Set down each line from the line holding "Each instance receives one keypoint. Mark the lamp" to the last line of the entries below, exactly, with both ends included and without pictures.
■ ■ ■
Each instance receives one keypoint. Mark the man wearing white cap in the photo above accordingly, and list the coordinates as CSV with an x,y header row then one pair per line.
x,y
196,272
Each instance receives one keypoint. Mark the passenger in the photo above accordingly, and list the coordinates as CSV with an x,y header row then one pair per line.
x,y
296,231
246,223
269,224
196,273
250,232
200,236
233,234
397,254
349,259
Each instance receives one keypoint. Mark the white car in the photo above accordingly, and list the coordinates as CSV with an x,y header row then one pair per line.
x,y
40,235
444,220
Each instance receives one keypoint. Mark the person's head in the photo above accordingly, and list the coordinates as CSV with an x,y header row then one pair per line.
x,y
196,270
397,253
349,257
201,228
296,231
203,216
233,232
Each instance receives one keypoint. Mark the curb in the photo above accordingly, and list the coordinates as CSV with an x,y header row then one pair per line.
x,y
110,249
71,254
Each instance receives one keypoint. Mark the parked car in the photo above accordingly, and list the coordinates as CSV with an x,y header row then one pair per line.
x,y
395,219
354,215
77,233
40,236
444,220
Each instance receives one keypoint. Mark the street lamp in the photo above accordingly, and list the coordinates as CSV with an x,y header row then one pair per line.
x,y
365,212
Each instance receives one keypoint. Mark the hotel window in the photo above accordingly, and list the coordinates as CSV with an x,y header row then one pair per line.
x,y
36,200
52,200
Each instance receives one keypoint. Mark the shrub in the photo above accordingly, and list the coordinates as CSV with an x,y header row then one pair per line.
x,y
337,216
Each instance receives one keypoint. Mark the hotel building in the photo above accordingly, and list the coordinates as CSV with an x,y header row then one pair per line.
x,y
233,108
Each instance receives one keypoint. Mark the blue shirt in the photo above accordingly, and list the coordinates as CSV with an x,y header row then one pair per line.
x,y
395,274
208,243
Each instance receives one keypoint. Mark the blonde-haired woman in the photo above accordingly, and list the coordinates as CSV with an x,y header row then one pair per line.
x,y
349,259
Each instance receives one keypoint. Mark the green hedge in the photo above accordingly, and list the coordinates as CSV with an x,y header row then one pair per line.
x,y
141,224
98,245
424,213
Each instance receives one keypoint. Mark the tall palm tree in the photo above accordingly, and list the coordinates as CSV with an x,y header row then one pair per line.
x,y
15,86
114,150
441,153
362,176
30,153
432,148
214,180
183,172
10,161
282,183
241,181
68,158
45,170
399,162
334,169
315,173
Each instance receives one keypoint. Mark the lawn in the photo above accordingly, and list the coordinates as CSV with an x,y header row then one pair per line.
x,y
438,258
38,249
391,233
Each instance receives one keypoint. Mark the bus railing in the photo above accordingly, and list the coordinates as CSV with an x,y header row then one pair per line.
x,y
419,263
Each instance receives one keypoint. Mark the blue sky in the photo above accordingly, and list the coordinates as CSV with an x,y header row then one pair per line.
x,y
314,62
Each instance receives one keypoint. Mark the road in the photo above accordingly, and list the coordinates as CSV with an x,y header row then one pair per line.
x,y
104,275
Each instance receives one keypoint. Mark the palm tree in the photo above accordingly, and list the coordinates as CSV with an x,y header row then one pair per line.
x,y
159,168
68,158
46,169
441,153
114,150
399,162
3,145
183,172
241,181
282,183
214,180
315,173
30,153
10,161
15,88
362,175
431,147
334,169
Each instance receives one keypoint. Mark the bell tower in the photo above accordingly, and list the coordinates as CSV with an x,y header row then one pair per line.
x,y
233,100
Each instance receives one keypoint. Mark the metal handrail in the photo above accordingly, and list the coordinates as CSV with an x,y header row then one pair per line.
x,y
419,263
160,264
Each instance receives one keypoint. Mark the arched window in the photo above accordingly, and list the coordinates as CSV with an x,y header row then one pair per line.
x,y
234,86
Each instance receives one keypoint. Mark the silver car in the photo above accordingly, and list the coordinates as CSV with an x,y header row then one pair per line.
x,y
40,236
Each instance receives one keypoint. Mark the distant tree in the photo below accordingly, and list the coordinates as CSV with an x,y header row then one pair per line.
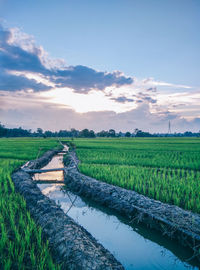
x,y
87,133
102,133
127,134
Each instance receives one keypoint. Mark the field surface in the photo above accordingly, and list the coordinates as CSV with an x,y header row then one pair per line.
x,y
166,169
21,245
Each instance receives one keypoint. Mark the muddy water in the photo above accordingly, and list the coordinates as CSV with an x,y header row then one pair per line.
x,y
136,247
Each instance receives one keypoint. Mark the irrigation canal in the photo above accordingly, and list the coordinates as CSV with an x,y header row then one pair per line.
x,y
135,246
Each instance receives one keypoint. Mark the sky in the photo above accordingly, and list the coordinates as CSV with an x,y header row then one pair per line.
x,y
120,64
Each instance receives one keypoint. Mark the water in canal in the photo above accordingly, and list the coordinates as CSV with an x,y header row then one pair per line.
x,y
135,246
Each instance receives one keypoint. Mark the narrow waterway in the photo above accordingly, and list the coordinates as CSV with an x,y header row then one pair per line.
x,y
135,246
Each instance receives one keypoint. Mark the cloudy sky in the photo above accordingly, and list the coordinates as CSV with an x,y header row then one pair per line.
x,y
121,64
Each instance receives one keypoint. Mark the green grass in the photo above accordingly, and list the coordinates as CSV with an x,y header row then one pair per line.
x,y
21,245
166,169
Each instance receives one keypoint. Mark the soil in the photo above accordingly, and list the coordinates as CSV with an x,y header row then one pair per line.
x,y
171,220
71,244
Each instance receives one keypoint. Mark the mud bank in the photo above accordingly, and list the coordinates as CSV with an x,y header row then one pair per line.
x,y
71,244
171,220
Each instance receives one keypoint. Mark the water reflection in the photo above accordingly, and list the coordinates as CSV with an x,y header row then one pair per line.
x,y
136,247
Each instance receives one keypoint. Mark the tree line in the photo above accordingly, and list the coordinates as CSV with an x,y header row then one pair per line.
x,y
86,133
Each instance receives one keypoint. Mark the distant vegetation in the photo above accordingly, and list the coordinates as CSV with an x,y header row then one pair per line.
x,y
86,133
166,169
21,245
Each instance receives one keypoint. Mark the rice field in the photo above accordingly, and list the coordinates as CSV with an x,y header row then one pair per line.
x,y
165,169
21,244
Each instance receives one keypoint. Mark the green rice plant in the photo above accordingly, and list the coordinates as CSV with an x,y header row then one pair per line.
x,y
21,244
166,169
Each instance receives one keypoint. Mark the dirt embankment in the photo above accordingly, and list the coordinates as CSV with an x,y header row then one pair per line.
x,y
169,219
71,244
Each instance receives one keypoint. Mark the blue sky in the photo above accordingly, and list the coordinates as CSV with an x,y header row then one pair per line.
x,y
154,43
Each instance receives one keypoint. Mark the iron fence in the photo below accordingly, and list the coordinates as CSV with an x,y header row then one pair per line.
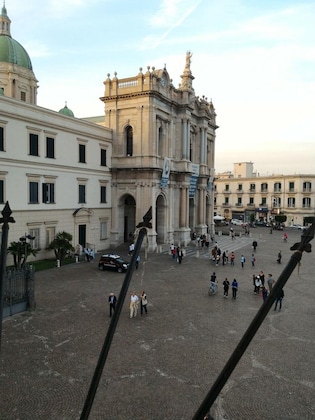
x,y
18,291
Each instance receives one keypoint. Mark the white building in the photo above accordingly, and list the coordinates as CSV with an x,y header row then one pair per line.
x,y
245,195
96,178
54,168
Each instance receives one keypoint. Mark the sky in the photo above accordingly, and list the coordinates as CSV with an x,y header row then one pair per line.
x,y
255,59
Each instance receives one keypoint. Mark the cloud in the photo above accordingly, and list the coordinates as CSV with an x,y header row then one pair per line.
x,y
171,15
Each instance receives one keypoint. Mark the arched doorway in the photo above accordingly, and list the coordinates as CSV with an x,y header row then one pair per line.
x,y
129,216
161,220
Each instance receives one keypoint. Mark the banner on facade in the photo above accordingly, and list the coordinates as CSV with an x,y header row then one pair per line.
x,y
193,179
166,173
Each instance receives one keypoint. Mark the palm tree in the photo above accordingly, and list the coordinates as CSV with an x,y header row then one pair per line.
x,y
61,245
20,251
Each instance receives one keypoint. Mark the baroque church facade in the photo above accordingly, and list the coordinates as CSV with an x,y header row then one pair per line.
x,y
162,156
96,179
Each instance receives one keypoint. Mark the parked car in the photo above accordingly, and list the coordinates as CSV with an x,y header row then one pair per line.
x,y
299,227
237,222
113,262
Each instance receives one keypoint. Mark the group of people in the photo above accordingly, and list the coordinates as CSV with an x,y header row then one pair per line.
x,y
218,256
260,288
133,306
226,286
177,253
89,254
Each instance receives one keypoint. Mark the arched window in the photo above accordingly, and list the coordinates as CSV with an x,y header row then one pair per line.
x,y
160,141
129,140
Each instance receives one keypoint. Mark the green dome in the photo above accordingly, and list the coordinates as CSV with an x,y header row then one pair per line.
x,y
13,52
66,111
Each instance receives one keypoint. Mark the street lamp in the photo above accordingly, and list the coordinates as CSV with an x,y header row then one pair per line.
x,y
23,240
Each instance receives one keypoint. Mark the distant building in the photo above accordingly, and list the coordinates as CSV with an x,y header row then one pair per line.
x,y
245,195
163,155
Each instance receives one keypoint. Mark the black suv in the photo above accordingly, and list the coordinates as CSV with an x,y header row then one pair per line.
x,y
113,262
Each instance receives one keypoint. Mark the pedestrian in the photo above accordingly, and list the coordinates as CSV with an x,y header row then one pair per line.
x,y
131,248
262,277
264,293
87,254
234,288
134,301
226,286
112,303
179,255
242,260
173,251
270,282
137,262
91,255
223,258
254,282
258,285
143,302
279,300
213,283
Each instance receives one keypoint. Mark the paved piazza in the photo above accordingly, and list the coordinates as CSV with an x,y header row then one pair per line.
x,y
162,365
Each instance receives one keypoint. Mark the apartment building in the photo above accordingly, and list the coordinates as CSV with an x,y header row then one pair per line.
x,y
245,195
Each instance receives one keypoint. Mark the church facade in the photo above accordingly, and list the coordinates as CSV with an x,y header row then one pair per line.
x,y
96,179
162,156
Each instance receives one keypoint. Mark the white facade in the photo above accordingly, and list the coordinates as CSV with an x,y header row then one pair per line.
x,y
264,197
52,175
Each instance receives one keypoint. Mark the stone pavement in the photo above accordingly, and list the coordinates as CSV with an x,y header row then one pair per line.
x,y
162,365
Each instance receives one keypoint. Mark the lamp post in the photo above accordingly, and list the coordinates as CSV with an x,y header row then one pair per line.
x,y
23,240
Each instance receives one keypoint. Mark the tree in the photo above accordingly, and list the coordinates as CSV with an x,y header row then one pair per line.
x,y
61,245
20,251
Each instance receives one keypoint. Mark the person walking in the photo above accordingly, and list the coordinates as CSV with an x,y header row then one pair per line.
x,y
234,288
279,300
270,282
264,293
131,248
143,302
213,283
179,255
258,285
137,262
112,303
226,286
242,260
134,300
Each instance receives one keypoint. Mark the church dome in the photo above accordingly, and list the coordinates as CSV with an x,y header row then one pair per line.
x,y
11,51
66,111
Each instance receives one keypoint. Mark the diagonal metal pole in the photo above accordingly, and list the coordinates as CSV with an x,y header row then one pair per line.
x,y
114,320
6,213
304,245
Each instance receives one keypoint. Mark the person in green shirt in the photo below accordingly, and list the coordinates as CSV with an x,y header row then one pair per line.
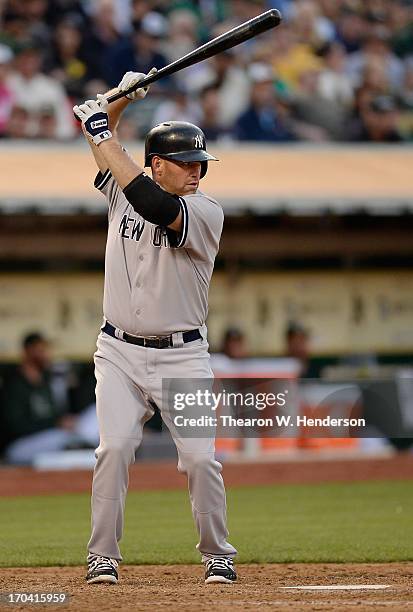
■ ■ ■
*Exercise result*
Each instance receives one keypoint. Mark the lamp post in the photo above accordingly, and list the coordinates as CSV with an x,y header row then one pair per line.
x,y
23,240
Each instance receives one keypoint. Mark the tree in the photo above accordingly, and list the coordinates as CSV with an x,y header row then one pair per line.
x,y
61,245
20,251
Each instance receives one keypoint. Mark the person walking in the photo above accordingly, and list the coordinates as CSV with an x,y header row then one pair per line.
x,y
234,288
279,300
270,282
264,293
131,248
143,302
213,283
179,255
258,285
137,262
112,303
226,286
242,260
134,300
Each instance receives one keypoint. Mark the church dome in the photo above accordingly, and list the coordinates as CSV with an x,y header row then one pair per line.
x,y
11,51
66,111
Each instance receives one keypoint. Mark the diagonal metal pole in the photo above accordingly, and list the coordinates as CSV with an x,y header row then one pair per line.
x,y
114,320
6,213
304,245
Each instance receives one keypoint. Mark the person in green shirt in the photo below accordingly, and list the coordinates as CSV with an x,y header row then one pair per line.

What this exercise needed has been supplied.